Task prompt: Render as a numbered list only the lines of the records below that run from the line containing "Go through the image above and determine if the boat" through the line containing "[79,154,153,183]", both ends included and blank lines left out.

Dataset extract:

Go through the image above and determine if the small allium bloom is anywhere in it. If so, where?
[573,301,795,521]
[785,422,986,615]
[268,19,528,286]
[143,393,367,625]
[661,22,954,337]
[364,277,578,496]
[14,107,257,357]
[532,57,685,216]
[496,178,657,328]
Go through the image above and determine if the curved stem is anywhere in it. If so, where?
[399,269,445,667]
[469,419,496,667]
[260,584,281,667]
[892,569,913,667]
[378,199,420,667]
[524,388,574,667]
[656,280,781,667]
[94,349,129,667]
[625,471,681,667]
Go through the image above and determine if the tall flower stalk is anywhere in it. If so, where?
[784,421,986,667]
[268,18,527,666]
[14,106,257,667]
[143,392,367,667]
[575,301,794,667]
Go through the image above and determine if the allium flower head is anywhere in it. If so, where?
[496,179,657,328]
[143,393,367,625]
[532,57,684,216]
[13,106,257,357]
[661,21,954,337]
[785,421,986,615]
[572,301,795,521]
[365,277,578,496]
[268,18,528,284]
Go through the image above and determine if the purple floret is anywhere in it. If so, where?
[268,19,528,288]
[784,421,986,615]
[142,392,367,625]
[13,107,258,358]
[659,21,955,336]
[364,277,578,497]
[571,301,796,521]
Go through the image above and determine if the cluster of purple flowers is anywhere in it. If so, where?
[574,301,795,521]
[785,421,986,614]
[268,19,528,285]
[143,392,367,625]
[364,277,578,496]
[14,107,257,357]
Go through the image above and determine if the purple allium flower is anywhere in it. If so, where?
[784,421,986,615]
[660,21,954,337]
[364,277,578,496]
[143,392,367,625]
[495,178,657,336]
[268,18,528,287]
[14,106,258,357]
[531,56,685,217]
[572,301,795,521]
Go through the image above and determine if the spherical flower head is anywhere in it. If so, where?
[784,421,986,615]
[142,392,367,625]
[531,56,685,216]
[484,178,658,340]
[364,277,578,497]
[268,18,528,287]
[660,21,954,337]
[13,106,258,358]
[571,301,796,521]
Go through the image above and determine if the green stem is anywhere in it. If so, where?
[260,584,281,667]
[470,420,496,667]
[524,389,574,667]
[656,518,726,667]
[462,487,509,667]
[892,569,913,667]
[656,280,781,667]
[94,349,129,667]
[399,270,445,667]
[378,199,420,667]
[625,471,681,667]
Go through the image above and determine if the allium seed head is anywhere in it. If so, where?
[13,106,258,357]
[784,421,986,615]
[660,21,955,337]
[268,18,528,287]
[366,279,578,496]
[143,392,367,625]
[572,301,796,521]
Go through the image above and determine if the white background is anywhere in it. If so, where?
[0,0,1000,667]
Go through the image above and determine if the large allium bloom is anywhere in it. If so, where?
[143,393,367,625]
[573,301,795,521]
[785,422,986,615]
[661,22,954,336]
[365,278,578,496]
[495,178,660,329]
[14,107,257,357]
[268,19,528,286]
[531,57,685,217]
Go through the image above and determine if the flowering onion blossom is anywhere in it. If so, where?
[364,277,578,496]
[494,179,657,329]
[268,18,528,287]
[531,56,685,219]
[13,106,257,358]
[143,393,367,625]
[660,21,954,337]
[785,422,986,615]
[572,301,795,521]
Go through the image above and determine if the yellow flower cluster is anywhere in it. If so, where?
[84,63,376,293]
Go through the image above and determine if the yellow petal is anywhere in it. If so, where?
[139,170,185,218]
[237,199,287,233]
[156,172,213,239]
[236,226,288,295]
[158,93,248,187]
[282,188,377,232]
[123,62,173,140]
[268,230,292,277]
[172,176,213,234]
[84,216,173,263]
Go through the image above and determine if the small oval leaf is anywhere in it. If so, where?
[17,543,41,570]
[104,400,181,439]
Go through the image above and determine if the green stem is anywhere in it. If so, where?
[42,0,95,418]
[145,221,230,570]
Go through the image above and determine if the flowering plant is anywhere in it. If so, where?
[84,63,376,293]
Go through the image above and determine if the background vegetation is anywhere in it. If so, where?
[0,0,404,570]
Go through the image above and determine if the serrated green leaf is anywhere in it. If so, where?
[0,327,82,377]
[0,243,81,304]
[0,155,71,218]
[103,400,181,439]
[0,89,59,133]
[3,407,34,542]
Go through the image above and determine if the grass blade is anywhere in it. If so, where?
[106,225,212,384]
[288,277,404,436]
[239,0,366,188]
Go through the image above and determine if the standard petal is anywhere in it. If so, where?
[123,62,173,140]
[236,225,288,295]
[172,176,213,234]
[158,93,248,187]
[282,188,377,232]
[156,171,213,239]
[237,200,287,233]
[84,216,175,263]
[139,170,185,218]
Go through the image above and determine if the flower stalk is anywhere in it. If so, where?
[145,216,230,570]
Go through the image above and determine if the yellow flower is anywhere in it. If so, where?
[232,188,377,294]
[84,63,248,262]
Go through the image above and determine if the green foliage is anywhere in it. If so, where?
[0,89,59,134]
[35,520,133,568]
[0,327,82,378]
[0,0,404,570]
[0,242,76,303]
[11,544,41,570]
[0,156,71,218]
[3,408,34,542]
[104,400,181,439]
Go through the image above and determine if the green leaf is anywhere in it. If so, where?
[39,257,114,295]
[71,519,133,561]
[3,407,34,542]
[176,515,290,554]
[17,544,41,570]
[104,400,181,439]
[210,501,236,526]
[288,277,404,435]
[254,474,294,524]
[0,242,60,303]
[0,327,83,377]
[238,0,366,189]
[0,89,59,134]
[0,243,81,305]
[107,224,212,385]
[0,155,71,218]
==
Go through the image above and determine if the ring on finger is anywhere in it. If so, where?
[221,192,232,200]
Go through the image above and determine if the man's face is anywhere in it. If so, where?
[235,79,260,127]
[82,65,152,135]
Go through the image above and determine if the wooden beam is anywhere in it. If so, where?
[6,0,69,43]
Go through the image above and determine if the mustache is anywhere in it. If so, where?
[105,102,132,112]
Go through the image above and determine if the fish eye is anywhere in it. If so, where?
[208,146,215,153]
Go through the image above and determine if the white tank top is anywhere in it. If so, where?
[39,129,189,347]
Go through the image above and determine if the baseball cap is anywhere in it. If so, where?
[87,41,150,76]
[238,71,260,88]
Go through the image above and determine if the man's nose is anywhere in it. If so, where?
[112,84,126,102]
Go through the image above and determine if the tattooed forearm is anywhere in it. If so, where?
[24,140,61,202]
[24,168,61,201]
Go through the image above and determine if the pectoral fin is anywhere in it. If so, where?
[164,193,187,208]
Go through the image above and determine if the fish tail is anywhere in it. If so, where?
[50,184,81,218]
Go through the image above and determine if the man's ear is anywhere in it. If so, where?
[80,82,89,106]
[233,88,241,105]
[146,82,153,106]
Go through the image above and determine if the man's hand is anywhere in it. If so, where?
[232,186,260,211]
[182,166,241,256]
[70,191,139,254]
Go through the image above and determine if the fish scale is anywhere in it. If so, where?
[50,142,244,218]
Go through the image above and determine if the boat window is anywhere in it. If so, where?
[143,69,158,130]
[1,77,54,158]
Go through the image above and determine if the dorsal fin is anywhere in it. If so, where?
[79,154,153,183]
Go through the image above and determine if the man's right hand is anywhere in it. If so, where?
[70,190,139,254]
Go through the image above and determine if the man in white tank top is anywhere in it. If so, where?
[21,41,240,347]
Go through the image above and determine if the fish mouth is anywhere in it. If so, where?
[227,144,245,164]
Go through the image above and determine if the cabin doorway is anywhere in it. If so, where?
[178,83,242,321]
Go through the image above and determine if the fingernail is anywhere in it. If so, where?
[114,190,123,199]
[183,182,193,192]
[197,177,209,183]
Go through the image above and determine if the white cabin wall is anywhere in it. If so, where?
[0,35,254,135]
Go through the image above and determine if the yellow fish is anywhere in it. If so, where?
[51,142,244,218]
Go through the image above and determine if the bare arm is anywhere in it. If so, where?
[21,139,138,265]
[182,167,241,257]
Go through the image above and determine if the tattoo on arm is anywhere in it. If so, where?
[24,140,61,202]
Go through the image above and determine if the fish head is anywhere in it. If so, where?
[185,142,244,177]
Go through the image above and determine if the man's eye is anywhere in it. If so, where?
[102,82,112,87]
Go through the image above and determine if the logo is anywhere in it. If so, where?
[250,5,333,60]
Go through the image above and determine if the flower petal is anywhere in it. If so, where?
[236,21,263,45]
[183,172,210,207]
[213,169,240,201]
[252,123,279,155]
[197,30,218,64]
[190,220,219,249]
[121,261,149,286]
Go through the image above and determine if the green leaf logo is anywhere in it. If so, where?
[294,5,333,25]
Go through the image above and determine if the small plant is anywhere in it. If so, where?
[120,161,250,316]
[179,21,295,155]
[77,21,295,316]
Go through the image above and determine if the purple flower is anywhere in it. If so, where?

Final result:
1. Go through the image above and determine if the boat window is anywhere in it. If so, where?
2. [143,69,158,130]
3. [1,77,54,158]
4. Go through the image above and determine if the dorsal fin is anywhere in it. If so, where?
5. [79,154,153,183]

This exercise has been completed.